*What to produce*
Set down exactly the lines below, from the one containing "Mark the blurred" through the final line, and include no others.

*Data provided*
☆ ☆ ☆

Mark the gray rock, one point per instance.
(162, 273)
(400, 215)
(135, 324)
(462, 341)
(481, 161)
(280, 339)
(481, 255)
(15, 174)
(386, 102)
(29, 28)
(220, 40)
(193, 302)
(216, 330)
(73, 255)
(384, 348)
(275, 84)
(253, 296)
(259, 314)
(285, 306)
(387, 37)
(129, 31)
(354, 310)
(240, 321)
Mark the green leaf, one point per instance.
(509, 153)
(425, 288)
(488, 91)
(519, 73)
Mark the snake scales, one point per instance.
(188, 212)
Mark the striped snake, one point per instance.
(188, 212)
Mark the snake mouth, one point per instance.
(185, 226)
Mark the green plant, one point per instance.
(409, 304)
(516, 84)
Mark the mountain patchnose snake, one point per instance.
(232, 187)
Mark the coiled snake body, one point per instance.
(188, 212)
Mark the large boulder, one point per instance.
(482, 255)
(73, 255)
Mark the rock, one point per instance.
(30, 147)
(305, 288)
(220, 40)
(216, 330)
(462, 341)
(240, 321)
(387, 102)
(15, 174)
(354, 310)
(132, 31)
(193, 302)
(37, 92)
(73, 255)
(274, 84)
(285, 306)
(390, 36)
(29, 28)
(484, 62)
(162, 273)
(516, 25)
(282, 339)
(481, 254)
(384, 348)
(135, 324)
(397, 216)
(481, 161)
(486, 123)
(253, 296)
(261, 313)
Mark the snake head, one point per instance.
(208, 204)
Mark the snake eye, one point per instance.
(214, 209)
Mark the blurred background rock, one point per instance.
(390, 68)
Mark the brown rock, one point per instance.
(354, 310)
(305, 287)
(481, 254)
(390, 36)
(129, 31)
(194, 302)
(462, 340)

☆ ☆ ☆

*Task output*
Mark the blurred background rock, one point per instance.
(390, 68)
Mark the brown rock, one point per instance.
(354, 310)
(305, 287)
(481, 254)
(390, 36)
(129, 31)
(194, 302)
(462, 340)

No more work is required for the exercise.